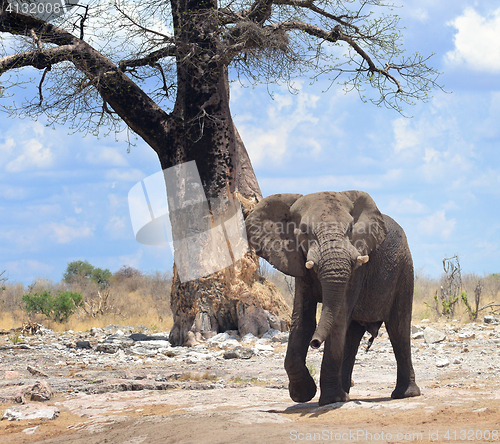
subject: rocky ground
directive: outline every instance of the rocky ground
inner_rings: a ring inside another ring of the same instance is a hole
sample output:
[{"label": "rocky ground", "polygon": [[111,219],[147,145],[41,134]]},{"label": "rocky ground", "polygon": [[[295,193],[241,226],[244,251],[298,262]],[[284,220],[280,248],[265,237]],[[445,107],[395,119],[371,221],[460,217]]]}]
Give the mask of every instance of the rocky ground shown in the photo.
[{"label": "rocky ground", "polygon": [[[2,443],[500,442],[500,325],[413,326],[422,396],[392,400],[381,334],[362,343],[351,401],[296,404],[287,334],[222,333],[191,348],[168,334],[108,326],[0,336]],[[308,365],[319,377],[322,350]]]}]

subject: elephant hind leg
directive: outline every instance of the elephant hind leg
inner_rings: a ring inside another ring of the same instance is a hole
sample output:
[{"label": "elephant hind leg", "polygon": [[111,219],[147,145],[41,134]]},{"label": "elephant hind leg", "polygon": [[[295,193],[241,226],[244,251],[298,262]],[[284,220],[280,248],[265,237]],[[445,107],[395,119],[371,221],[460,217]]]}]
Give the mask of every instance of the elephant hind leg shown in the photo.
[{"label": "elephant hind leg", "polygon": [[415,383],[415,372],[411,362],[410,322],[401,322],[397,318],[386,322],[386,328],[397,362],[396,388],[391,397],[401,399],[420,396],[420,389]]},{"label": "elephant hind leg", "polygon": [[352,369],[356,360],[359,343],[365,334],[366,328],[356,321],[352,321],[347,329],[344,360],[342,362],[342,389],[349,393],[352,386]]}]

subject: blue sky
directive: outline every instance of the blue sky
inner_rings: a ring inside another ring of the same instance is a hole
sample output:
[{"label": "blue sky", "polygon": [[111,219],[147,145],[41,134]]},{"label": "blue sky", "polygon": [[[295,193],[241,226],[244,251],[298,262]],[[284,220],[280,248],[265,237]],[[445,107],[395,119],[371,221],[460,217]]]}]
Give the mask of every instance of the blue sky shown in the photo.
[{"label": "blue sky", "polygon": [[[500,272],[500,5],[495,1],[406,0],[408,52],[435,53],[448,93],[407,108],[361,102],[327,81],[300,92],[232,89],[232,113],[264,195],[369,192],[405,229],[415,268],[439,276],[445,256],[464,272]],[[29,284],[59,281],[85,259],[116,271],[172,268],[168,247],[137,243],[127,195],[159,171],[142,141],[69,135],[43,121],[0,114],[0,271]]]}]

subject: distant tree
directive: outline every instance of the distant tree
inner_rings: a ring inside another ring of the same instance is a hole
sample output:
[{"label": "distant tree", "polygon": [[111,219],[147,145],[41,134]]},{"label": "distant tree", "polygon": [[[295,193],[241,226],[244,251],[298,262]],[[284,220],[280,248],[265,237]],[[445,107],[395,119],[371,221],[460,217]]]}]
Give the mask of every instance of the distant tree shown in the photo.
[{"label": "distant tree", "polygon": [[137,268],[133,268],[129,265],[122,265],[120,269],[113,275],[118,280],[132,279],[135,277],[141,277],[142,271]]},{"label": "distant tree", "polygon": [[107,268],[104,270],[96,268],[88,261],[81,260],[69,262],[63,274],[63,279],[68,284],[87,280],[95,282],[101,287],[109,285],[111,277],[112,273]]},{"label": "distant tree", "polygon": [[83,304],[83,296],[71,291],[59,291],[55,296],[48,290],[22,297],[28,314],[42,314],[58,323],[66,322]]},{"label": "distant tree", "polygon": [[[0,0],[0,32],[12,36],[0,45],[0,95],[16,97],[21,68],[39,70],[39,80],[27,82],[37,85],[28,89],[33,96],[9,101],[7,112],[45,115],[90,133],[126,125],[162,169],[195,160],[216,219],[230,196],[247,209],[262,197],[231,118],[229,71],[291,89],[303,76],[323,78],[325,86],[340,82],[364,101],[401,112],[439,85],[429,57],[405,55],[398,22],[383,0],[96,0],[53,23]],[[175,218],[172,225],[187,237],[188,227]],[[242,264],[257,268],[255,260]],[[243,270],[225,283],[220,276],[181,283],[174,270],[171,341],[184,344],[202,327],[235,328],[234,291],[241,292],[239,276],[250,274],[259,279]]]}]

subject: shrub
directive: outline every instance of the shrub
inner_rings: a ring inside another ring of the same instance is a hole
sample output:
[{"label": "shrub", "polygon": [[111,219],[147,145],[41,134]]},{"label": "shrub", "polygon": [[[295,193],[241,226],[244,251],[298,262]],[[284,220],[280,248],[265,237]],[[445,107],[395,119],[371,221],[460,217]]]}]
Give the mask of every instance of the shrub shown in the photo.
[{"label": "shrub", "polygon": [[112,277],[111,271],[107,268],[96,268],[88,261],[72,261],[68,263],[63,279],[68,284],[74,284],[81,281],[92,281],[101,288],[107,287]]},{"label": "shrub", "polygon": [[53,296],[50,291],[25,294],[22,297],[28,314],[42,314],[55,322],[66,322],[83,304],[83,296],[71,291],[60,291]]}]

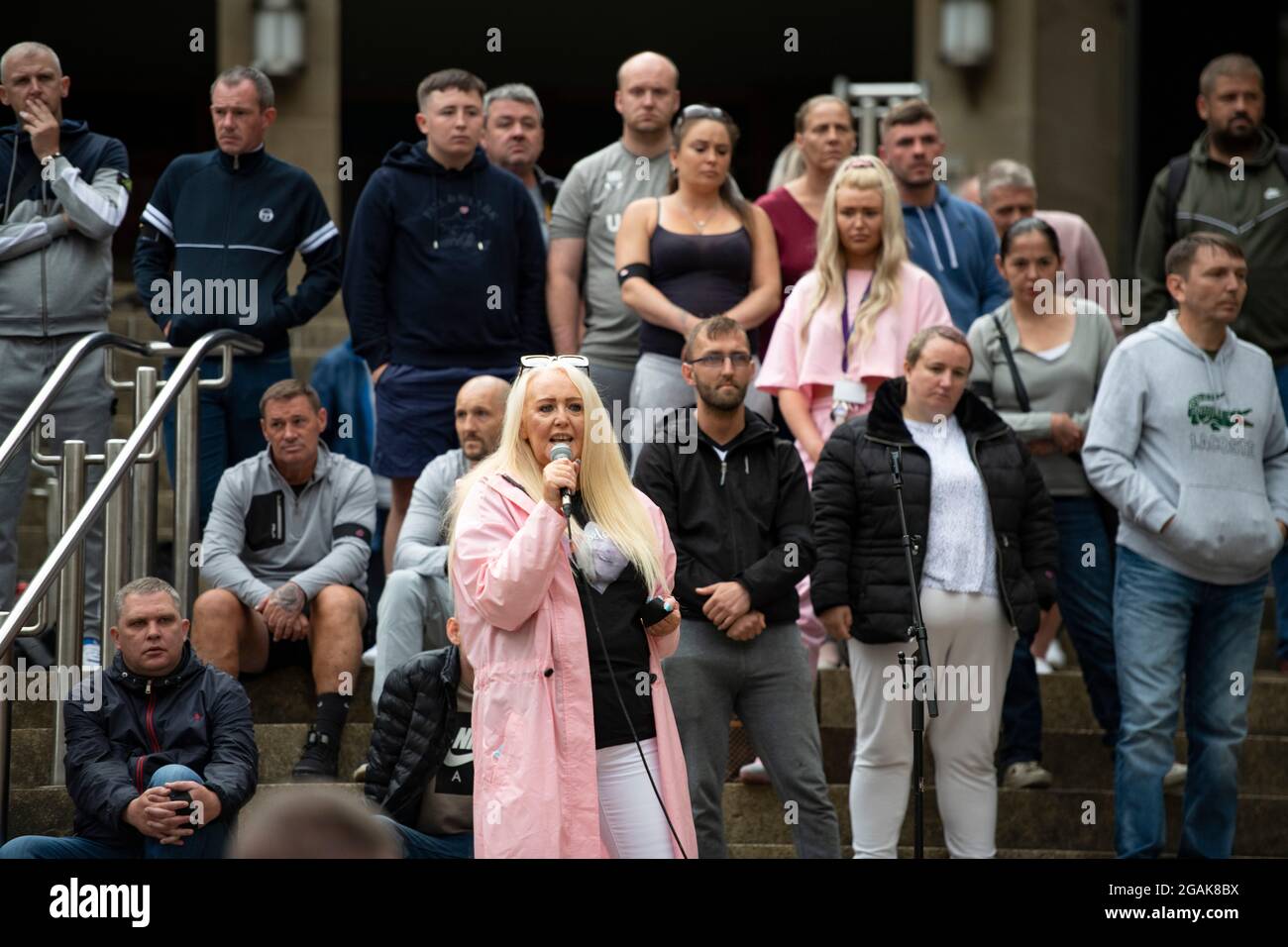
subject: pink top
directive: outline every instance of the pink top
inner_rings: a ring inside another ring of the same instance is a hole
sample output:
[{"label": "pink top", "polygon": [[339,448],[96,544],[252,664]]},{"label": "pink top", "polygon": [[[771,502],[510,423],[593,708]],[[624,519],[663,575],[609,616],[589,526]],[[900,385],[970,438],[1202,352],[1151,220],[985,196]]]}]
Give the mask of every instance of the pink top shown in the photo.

|---|

#### Exercise details:
Can you copy out all of the rows above word for word, leaving out the pictures?

#### Result for this task:
subject: rocky ground
directive: outline every instance of the rocky ground
inner_rings: a ring inside another ring of the same instance is a hole
sample output:
[{"label": "rocky ground", "polygon": [[111,219],[147,145],[41,134]]},{"label": "rocky ground", "polygon": [[[295,193],[241,226],[244,251],[298,262]],[[284,220],[280,248],[265,237]],[[445,107],[395,119],[371,221],[460,217]]]}]
Give the mask of every instance of the rocky ground shown in the photo.
[{"label": "rocky ground", "polygon": [[[2,443],[500,442],[500,325],[413,326],[422,396],[392,400],[381,334],[362,343],[351,401],[296,404],[287,334],[222,333],[191,348],[168,334],[108,326],[0,336]],[[308,365],[319,377],[322,350]]]}]

subject: elephant hind leg
directive: outline every instance of the elephant hind leg
inner_rings: a ring inside another ring of the same instance is a hole
sample output:
[{"label": "elephant hind leg", "polygon": [[111,219],[147,145],[41,134]]},{"label": "elephant hind leg", "polygon": [[[295,193],[241,226],[244,251],[298,262]],[[284,220],[280,248],[265,237]],[[445,107],[395,119],[371,221],[460,217]]]}]
Give the mask of every instance of the elephant hind leg shown in the photo.
[{"label": "elephant hind leg", "polygon": [[415,383],[415,372],[411,362],[410,322],[401,322],[397,318],[386,322],[386,328],[397,362],[396,388],[391,397],[401,399],[420,396],[420,389]]},{"label": "elephant hind leg", "polygon": [[352,369],[356,360],[359,343],[365,334],[366,328],[356,321],[352,321],[347,329],[344,360],[342,362],[342,389],[349,393],[352,386]]}]

subject: blue sky
directive: outline every instance of the blue sky
inner_rings: a ring inside another ring of the same instance is a hole
sample output:
[{"label": "blue sky", "polygon": [[111,219],[147,145],[41,134]]},{"label": "blue sky", "polygon": [[[295,193],[241,226],[244,251],[298,262]],[[284,220],[280,248],[265,237]],[[445,107],[395,119],[371,221],[460,217]]]}]
Give the mask of every instance of the blue sky shown in the photo.
[{"label": "blue sky", "polygon": [[[500,272],[500,5],[495,1],[406,0],[408,52],[435,53],[448,93],[407,108],[361,102],[327,81],[300,92],[232,89],[232,113],[264,195],[369,192],[405,229],[415,268],[439,276],[445,256],[464,272]],[[29,284],[59,281],[85,259],[116,271],[172,268],[168,247],[137,243],[127,195],[159,171],[142,141],[69,135],[43,121],[0,114],[0,271]]]}]

subject: distant tree
directive: outline every instance of the distant tree
inner_rings: a ring inside another ring of the same instance is a hole
sample output:
[{"label": "distant tree", "polygon": [[111,219],[147,145],[41,134]]},{"label": "distant tree", "polygon": [[[295,193],[241,226],[244,251],[298,262]],[[284,220],[280,248],[265,237]],[[445,107],[395,119],[371,221],[460,217]]]}]
Give the mask of every instance of the distant tree shown in the photo.
[{"label": "distant tree", "polygon": [[137,268],[133,268],[129,265],[122,265],[120,269],[113,275],[118,280],[132,279],[135,277],[141,277],[142,271]]},{"label": "distant tree", "polygon": [[107,268],[104,270],[96,268],[88,261],[81,260],[69,262],[63,274],[63,279],[68,284],[87,280],[95,282],[101,287],[109,285],[111,277],[112,273]]},{"label": "distant tree", "polygon": [[83,304],[83,296],[71,291],[59,291],[55,296],[48,290],[22,297],[28,314],[42,314],[58,323],[66,322]]},{"label": "distant tree", "polygon": [[[0,0],[0,32],[12,36],[0,45],[0,95],[16,97],[21,68],[39,70],[39,80],[27,82],[37,85],[28,89],[33,96],[9,101],[7,112],[45,115],[90,133],[126,125],[162,169],[195,160],[216,219],[230,196],[247,209],[262,197],[231,118],[229,71],[291,89],[303,76],[323,78],[325,86],[340,82],[364,101],[401,112],[439,85],[429,57],[405,55],[398,22],[383,0],[96,0],[53,23]],[[175,218],[172,225],[187,237],[188,227]],[[242,264],[257,268],[255,260]],[[243,270],[225,283],[220,276],[181,283],[174,270],[171,341],[184,344],[202,327],[235,328],[234,291],[241,292],[239,276],[250,274],[259,279]]]}]

subject: shrub
directive: outline every instance of the shrub
inner_rings: a ring inside another ring of the same instance is a hole
sample output:
[{"label": "shrub", "polygon": [[111,219],[147,145],[41,134]]},{"label": "shrub", "polygon": [[[295,193],[241,226],[244,251],[298,262]],[[284,220],[280,248],[265,237]],[[445,107],[395,119],[371,221],[460,217]]]}]
Give the mask of every instance of the shrub shown in the photo.
[{"label": "shrub", "polygon": [[112,277],[111,271],[107,268],[96,268],[88,261],[72,261],[68,263],[63,279],[68,284],[74,284],[81,281],[92,281],[101,288],[107,287]]},{"label": "shrub", "polygon": [[53,296],[50,291],[25,294],[22,297],[28,314],[42,314],[55,322],[66,322],[83,304],[83,296],[71,291],[60,291]]}]

subject: pink top
directive: outline every instance of the pink top
inner_rings: a ring inside another ring of the same instance is a hole
sample output:
[{"label": "pink top", "polygon": [[339,448],[96,544],[252,664]]},{"label": "pink top", "polygon": [[[771,502],[510,423],[593,708]],[[624,519],[663,575],[609,616],[589,526]],[[900,385],[970,438],[1202,352],[1151,220],[985,196]]]}]
Give the mask of every instance of the pink top shown in the photo.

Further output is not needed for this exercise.